Stated exercise 1: From the interview excerpt on AI at the edge below, copy the passage starting with "Ardis: Do you" and going on through "1.1 comes out?", word for word.

Extract provided:
◆ ◆ ◆

Semiconductor Engineering sat down to discuss AI and its move to the edge with Steven Woo, vice president of enterprise solutions technology and distinguished inventor at Rambus; Kris Ardis, executive director at Maxim Integrated; Steve Roddy, vice president of Arm’s Products Learning Group; and Vinay Mehta, inference technical marketing manager at Flex Logix. What follows are excerpts of that conversation. To view part one, click here.
SE: Ideally you want to design hardware, software, and algorithms together to maximize efficiency, but if your design is highly specific you’re also closing it off to changes to algorithms or neural networks. How do you account for that?
Ardis: Do you mean a change in the updates to the models and things like that? If I’ve got what I think is the world’s best cat identifier, next month the cat identifier 1.1 comes out?
SE: But some of these devices are going to be in the market for a years, at which point many of these systems will be completely outdated. How do you update it if you designed it that tightly?
Ardis: This goes back to the classical problem of an embedded microcontroller at the edge, whether or not it has a CNN accelerator. It’s a reprogramming. You start to get into things like, how do you securely validate that the new weights, rather than the new executable coming over the air, are appropriate. Do they come from a trusted source? A lot of good security knowledge exists to do things like that. But I also have seen through the years that when you’re running to chase the technology, you sometimes forget about the security side of things. The danger is you have people rushing to update models and not building in the proper security infrastructures to help you go to ‘Cat 1.1’ or ‘Cat 1.2.’ The over-the-air part is relatively solved. It is more about people actually implementing it.

◆ ◆ ◆

[Rows taken from a pointing dataset]
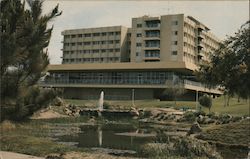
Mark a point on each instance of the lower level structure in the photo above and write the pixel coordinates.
(125, 81)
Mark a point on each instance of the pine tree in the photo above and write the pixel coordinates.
(24, 40)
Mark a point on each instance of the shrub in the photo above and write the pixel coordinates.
(106, 105)
(191, 147)
(206, 101)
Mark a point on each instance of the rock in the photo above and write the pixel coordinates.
(209, 121)
(55, 156)
(58, 101)
(134, 111)
(195, 128)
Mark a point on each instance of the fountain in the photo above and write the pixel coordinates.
(100, 103)
(99, 130)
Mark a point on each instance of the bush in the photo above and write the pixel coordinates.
(180, 147)
(106, 105)
(206, 101)
(32, 100)
(190, 147)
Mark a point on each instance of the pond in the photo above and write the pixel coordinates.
(122, 138)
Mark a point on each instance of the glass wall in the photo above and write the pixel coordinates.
(125, 77)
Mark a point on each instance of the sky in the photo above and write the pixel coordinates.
(224, 18)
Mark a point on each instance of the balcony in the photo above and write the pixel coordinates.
(151, 58)
(155, 37)
(153, 27)
(151, 47)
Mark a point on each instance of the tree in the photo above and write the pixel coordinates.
(206, 101)
(229, 65)
(175, 88)
(24, 57)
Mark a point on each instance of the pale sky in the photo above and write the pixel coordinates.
(222, 17)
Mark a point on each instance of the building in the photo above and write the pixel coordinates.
(138, 62)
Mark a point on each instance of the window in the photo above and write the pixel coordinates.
(111, 33)
(86, 43)
(139, 25)
(96, 42)
(139, 35)
(86, 51)
(96, 34)
(138, 44)
(87, 35)
(95, 51)
(174, 52)
(66, 36)
(175, 22)
(175, 32)
(174, 42)
(110, 42)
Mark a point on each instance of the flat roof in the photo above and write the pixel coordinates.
(124, 66)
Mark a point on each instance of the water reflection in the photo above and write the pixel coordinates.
(99, 130)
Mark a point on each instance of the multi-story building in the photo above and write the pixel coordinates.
(141, 59)
(95, 45)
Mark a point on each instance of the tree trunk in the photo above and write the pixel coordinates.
(174, 101)
(225, 99)
(228, 98)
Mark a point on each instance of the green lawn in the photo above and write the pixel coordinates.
(236, 108)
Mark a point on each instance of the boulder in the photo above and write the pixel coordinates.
(58, 101)
(195, 128)
(134, 111)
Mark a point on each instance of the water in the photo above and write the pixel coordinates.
(112, 136)
(125, 138)
(100, 104)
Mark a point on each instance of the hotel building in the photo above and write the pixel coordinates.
(141, 61)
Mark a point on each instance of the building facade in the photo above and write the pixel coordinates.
(156, 53)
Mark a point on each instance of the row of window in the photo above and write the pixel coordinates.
(91, 59)
(93, 43)
(92, 51)
(157, 23)
(92, 34)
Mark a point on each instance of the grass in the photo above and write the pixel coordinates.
(235, 108)
(233, 134)
(30, 138)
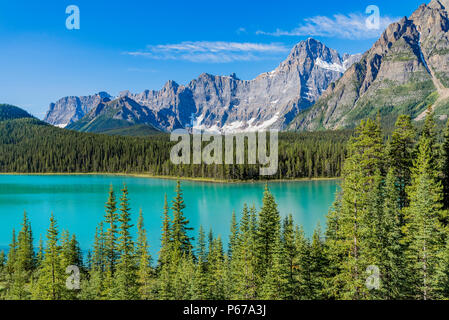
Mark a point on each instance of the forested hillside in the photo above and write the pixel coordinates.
(30, 146)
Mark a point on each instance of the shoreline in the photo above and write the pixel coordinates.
(150, 176)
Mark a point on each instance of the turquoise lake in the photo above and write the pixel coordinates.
(78, 203)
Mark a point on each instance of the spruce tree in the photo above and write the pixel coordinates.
(400, 151)
(125, 284)
(357, 212)
(445, 167)
(111, 254)
(164, 253)
(268, 232)
(423, 230)
(233, 237)
(144, 272)
(51, 276)
(180, 223)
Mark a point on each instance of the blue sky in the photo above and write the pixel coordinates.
(137, 45)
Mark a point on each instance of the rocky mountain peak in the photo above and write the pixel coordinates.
(226, 103)
(404, 72)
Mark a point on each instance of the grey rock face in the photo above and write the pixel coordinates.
(405, 71)
(228, 104)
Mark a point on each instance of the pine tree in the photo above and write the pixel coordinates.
(51, 276)
(125, 284)
(445, 167)
(40, 253)
(391, 258)
(318, 266)
(289, 247)
(268, 232)
(180, 224)
(24, 262)
(12, 255)
(144, 278)
(357, 212)
(233, 237)
(276, 280)
(111, 254)
(200, 287)
(423, 230)
(94, 289)
(243, 263)
(400, 151)
(164, 253)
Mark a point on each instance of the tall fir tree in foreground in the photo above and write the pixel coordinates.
(125, 279)
(51, 276)
(352, 237)
(445, 167)
(424, 235)
(180, 224)
(110, 221)
(144, 272)
(400, 150)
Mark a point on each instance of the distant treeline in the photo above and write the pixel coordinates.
(30, 146)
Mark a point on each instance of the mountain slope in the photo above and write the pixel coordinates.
(223, 103)
(71, 109)
(112, 115)
(8, 112)
(405, 71)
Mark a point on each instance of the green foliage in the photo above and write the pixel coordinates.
(31, 146)
(388, 216)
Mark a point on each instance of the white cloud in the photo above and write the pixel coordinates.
(211, 51)
(351, 26)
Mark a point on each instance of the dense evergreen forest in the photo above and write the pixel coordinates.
(31, 146)
(386, 237)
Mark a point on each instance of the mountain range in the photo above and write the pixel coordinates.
(215, 103)
(405, 72)
(315, 88)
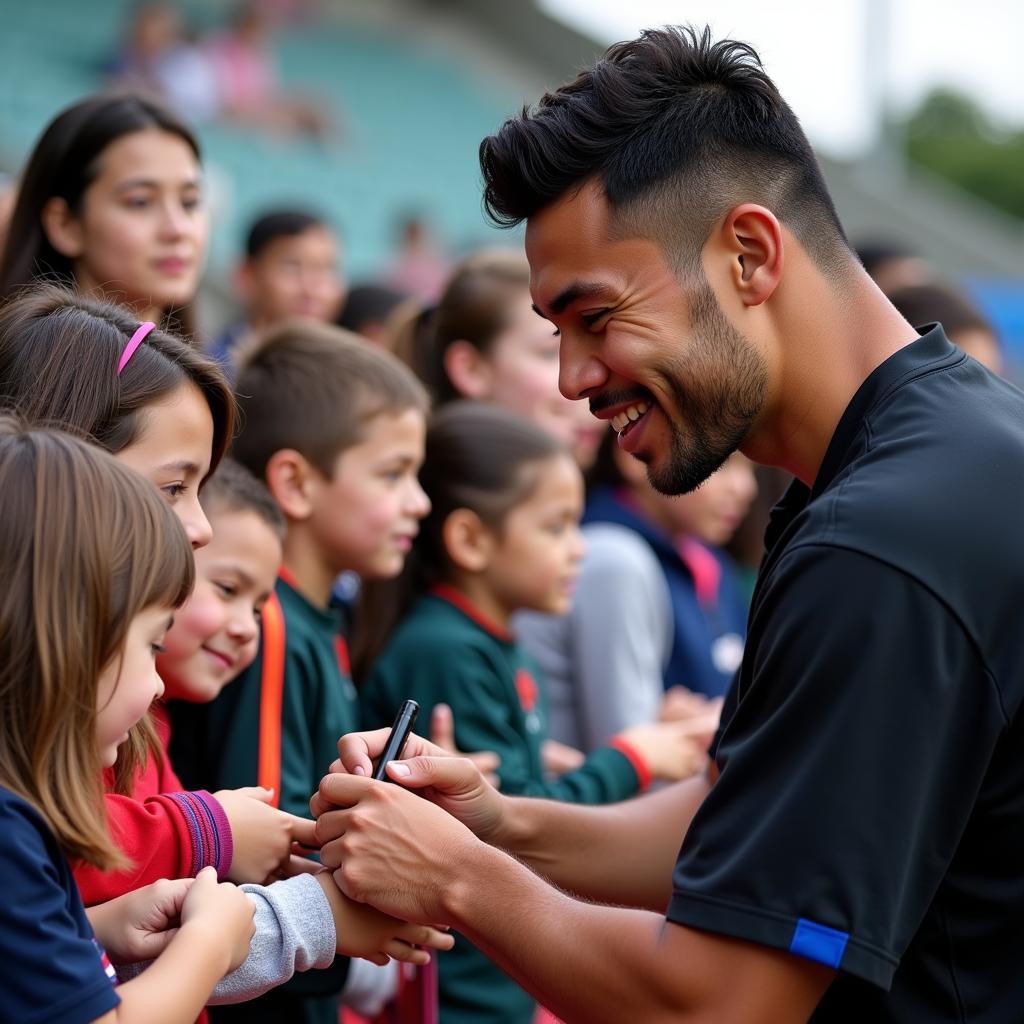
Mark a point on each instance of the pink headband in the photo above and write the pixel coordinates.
(136, 339)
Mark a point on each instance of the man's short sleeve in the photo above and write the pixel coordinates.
(851, 764)
(50, 967)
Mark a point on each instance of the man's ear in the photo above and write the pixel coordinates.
(468, 370)
(62, 228)
(753, 238)
(291, 479)
(467, 541)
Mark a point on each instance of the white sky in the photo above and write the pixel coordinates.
(827, 56)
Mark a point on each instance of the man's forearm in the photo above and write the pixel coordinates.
(583, 962)
(591, 965)
(620, 853)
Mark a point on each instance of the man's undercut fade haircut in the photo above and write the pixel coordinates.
(677, 130)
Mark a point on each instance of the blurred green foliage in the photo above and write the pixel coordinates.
(953, 137)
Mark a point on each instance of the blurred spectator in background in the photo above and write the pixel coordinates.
(420, 267)
(159, 56)
(370, 310)
(965, 324)
(484, 341)
(250, 84)
(658, 619)
(111, 203)
(292, 268)
(892, 265)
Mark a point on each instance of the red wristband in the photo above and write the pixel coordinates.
(633, 756)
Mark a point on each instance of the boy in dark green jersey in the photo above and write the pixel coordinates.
(336, 429)
(502, 536)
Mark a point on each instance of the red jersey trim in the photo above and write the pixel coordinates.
(460, 601)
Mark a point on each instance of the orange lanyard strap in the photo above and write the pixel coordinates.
(271, 694)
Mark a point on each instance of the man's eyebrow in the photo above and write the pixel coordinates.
(578, 290)
(181, 466)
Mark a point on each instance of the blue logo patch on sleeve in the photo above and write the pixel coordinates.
(817, 942)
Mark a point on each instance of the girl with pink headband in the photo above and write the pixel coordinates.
(111, 203)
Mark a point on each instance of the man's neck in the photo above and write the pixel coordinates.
(823, 361)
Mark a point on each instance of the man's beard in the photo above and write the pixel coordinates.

◆ ◆ ◆

Stated exercise 2: Count the lines of the records above that contain the string "blue", treating case as significant, and reply with the number only.

Exercise answer 1:
Ardis: Do you mean a change in the updates to the models and things like that? If I’ve got what I think is the world’s best cat identifier, next month the cat identifier 1.1 comes out?

Exercise answer 2: 2